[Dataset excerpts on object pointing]
+++
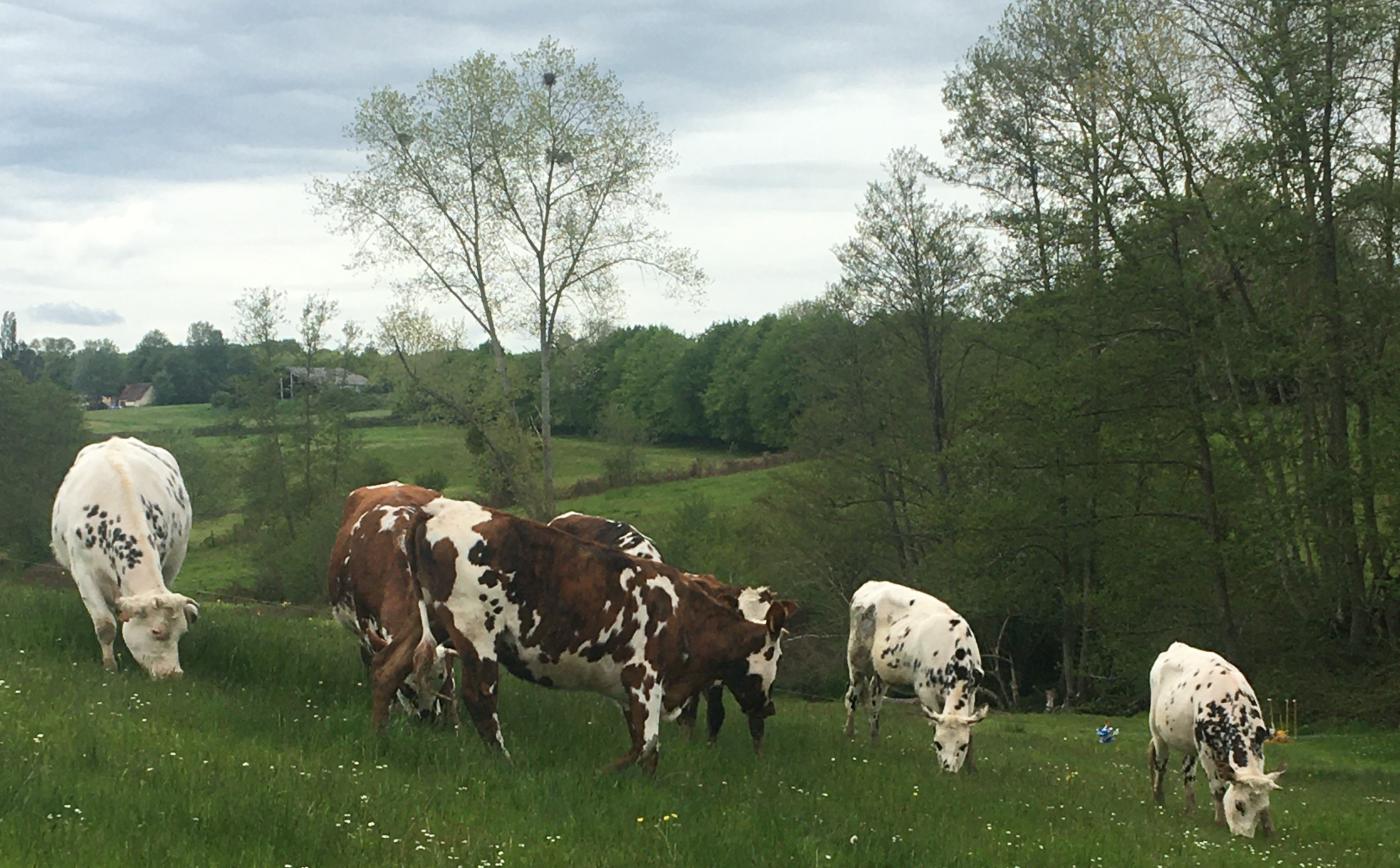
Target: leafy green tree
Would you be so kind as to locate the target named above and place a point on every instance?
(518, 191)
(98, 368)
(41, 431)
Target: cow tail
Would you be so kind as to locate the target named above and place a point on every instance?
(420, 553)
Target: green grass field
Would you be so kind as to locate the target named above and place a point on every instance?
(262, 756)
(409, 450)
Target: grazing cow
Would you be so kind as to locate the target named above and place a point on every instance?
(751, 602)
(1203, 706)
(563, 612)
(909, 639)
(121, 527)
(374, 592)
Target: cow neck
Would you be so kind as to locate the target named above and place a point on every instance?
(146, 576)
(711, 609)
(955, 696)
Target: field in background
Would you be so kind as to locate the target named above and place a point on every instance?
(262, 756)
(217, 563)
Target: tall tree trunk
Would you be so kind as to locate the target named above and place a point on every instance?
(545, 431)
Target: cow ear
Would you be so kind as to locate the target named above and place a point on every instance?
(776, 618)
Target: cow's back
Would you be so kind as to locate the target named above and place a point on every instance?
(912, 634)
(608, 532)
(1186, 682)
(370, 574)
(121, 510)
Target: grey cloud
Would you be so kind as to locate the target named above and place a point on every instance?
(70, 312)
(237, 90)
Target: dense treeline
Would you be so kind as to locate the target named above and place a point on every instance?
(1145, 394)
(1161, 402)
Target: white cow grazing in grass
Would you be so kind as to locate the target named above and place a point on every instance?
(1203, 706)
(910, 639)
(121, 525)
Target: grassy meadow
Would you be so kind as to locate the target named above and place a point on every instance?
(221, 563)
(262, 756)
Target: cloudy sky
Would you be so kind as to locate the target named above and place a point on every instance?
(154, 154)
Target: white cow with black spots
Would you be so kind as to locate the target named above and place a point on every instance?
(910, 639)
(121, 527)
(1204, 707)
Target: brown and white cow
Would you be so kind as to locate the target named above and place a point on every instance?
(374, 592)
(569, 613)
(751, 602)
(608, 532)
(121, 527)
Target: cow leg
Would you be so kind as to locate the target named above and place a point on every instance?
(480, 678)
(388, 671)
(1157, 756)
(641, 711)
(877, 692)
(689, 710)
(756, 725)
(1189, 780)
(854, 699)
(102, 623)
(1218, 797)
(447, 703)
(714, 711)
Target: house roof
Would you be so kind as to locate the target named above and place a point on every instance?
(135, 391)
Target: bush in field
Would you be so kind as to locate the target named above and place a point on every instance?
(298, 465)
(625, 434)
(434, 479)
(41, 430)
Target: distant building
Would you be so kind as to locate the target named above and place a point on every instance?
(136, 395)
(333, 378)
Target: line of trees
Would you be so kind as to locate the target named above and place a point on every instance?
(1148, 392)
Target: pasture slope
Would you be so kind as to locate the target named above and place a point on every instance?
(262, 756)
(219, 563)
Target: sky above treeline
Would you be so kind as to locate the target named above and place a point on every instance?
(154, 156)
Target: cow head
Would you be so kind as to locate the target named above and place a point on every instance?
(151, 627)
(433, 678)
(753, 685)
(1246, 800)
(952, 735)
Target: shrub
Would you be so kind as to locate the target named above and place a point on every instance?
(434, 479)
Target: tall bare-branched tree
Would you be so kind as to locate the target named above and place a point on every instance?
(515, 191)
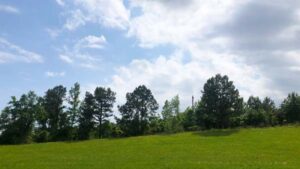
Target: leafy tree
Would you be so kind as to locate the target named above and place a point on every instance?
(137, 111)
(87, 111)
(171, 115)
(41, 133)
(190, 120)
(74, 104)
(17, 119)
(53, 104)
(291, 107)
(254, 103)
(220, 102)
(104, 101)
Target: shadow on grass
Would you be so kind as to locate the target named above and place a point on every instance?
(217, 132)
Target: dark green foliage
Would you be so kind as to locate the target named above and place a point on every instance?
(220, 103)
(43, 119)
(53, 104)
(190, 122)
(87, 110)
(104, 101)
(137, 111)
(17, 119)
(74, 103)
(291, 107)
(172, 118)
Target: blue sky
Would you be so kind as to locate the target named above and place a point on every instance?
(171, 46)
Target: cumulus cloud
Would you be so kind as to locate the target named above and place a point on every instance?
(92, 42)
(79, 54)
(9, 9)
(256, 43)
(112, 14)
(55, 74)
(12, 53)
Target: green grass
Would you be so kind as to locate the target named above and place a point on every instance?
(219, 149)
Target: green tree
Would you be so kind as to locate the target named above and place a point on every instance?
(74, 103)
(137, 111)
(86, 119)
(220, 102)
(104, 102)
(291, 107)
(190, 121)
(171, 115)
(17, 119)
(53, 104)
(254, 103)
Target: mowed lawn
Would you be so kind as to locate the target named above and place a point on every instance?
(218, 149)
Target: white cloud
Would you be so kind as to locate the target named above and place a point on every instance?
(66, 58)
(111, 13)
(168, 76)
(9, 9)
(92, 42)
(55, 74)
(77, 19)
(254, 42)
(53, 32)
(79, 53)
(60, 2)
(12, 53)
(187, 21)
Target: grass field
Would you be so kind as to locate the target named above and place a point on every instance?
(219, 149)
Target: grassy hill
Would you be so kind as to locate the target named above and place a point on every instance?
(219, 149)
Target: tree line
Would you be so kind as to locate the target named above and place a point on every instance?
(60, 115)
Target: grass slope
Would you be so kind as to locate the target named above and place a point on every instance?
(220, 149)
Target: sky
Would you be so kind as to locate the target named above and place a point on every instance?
+++
_What needs to be done_: From the line that contains "Target: white cloud" down to the last line of the listing above, repeat each line exactly, and include nothing else.

_Answer below_:
Target: white cloud
Would you be so kind as to locate the target named above and place a point on every instance?
(66, 58)
(111, 13)
(168, 76)
(9, 9)
(92, 42)
(55, 74)
(77, 19)
(254, 42)
(53, 32)
(79, 53)
(60, 2)
(12, 53)
(187, 21)
Target: grass field
Would you be so kind as to locate the target named above and place a point on every instance?
(219, 149)
Target: grassy hill
Would you be so kind as to locate the target named above and place a point on every instance?
(219, 149)
Target: tree line
Would you be so kind as to locate the target named above and place a point on every instance?
(60, 115)
Target: grass slope
Would you be so kind as to locate the target named above and place a point on every instance?
(220, 149)
Target: sky
Would you be so kind as to locate the target named above and place a point on every instance?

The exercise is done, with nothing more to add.